WHAT TO DO:
Among the entries below, count the lines that contain the word "ceiling". Respond with the count only.

Excerpts from a dataset:
==============================

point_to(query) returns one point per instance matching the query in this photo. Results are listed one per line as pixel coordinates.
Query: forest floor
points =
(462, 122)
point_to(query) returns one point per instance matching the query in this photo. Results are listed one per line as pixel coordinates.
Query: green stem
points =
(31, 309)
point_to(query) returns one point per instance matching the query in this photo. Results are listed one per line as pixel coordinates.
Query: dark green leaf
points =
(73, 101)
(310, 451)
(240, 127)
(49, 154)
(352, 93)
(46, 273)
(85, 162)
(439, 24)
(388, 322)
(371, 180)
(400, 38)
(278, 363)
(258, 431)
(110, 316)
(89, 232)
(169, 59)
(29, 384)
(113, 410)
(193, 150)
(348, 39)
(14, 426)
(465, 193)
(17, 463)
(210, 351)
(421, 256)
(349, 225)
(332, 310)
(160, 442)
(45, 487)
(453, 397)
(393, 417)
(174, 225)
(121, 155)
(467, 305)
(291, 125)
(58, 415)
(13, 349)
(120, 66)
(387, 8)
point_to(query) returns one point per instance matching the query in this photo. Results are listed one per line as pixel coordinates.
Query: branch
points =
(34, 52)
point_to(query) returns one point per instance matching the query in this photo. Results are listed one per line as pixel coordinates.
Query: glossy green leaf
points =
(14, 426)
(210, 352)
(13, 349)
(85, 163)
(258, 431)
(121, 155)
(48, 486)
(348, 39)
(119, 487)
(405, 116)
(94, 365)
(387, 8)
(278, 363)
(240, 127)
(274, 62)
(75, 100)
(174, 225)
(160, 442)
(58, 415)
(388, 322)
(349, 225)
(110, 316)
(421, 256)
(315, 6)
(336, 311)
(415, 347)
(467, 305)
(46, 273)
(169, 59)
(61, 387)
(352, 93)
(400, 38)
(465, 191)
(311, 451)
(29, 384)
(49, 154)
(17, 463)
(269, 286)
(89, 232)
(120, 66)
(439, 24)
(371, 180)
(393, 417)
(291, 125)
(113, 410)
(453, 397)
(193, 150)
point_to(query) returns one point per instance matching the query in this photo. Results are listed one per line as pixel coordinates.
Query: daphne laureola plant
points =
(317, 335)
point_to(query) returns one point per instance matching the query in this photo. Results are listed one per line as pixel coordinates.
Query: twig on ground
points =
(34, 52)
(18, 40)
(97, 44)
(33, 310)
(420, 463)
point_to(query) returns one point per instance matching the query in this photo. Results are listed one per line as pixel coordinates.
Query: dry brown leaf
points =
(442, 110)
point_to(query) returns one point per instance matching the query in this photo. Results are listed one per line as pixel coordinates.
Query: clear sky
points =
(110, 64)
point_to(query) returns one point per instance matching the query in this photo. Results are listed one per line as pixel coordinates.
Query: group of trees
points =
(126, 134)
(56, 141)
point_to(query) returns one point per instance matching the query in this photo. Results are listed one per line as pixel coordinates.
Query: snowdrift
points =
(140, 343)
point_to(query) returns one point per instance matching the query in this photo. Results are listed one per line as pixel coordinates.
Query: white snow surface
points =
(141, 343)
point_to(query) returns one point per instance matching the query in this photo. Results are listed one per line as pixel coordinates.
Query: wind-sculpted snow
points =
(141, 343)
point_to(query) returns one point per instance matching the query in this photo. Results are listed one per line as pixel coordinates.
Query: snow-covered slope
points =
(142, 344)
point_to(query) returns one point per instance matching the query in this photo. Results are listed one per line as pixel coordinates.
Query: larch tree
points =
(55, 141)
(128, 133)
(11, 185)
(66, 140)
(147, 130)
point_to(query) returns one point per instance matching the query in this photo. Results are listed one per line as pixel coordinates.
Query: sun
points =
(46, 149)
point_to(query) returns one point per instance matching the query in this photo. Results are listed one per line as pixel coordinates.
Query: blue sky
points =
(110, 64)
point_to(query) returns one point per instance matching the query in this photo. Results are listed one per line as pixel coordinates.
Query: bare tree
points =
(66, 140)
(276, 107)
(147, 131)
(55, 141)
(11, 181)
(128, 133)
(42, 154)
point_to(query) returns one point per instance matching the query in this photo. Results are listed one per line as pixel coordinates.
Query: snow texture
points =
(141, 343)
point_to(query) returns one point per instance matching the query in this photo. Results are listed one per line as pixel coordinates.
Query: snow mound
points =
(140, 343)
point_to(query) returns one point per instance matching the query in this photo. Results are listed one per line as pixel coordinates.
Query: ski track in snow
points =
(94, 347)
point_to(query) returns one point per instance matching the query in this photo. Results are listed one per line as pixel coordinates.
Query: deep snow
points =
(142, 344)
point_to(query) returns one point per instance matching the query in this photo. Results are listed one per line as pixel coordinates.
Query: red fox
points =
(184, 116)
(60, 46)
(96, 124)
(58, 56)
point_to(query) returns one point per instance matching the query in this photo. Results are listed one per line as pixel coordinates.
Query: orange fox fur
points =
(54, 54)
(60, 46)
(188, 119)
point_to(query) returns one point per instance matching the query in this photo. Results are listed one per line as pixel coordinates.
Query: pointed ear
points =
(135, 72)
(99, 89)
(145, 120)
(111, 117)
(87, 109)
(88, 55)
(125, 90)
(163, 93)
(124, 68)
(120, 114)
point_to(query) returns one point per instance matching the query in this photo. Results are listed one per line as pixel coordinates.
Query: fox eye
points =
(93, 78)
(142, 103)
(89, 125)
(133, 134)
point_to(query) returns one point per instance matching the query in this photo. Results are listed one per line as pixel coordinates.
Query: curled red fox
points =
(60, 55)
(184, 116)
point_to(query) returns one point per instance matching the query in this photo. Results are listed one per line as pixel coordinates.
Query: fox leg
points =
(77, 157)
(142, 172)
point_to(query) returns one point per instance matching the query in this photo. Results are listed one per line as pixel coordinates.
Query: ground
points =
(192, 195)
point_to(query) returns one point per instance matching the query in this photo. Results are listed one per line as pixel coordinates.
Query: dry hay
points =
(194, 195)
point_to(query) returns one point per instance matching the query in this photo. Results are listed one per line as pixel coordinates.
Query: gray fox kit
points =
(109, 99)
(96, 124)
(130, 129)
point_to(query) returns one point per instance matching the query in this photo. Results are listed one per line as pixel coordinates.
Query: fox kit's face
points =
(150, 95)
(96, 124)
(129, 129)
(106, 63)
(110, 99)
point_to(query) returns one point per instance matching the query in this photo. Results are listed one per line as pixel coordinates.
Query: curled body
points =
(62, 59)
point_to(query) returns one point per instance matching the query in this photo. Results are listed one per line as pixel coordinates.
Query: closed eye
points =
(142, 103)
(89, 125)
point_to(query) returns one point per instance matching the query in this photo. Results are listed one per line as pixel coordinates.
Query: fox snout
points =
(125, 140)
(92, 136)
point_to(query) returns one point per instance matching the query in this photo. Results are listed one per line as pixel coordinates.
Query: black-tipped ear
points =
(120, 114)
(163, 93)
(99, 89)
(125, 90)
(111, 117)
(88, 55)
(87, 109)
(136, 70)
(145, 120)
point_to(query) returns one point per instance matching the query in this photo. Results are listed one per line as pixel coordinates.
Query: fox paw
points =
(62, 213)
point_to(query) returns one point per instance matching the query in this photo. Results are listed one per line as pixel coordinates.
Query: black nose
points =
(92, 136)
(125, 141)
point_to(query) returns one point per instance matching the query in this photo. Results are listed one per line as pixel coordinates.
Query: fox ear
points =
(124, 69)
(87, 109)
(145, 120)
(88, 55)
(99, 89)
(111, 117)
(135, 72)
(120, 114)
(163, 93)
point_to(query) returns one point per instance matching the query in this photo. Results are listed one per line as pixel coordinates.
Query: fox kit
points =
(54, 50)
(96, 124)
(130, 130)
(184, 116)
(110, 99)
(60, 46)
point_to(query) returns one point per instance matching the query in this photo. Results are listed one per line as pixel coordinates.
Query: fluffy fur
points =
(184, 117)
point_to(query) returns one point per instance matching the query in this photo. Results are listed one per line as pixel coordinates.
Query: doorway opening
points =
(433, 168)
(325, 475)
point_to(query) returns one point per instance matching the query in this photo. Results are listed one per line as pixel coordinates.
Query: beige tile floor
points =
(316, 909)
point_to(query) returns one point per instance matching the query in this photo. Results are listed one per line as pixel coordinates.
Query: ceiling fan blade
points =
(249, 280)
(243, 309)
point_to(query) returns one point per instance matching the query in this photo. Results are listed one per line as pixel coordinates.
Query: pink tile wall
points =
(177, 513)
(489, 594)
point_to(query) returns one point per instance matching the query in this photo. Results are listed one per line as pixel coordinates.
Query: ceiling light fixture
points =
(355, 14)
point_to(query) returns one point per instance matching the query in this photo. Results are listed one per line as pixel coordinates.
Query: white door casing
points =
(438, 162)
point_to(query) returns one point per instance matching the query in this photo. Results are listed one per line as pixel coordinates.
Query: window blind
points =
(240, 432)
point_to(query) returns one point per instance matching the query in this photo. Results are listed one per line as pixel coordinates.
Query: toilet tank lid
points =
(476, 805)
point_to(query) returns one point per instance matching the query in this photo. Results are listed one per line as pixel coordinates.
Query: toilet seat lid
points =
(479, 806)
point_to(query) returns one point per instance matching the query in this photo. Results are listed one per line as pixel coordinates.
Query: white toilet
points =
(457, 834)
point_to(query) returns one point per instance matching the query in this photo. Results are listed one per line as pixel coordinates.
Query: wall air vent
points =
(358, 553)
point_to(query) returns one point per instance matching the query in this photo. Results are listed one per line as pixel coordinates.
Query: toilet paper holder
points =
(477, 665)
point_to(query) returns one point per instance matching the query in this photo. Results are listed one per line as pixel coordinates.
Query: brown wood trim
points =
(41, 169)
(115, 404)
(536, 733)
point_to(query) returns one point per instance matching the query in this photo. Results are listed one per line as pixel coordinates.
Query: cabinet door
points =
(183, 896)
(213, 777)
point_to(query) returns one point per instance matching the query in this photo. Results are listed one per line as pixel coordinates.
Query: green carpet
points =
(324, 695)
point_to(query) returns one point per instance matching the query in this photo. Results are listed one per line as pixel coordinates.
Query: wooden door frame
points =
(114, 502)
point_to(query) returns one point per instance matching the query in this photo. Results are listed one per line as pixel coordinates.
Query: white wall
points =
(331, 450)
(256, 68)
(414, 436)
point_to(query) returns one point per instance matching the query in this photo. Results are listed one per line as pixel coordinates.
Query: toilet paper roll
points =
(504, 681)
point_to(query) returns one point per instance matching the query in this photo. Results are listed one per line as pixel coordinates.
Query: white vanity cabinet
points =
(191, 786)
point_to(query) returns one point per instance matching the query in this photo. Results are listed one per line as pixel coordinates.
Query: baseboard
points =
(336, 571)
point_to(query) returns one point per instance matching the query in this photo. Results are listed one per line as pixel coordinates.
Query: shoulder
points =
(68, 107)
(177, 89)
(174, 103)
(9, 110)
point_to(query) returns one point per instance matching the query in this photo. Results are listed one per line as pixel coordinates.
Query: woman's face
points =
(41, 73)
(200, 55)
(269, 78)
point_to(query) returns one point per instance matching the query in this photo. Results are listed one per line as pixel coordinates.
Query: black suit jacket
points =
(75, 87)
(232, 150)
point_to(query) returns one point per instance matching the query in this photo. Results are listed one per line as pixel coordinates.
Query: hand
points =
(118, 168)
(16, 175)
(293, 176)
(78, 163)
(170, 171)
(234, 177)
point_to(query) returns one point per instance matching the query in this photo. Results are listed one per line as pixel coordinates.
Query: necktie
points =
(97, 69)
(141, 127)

==============================

ANSWER:
2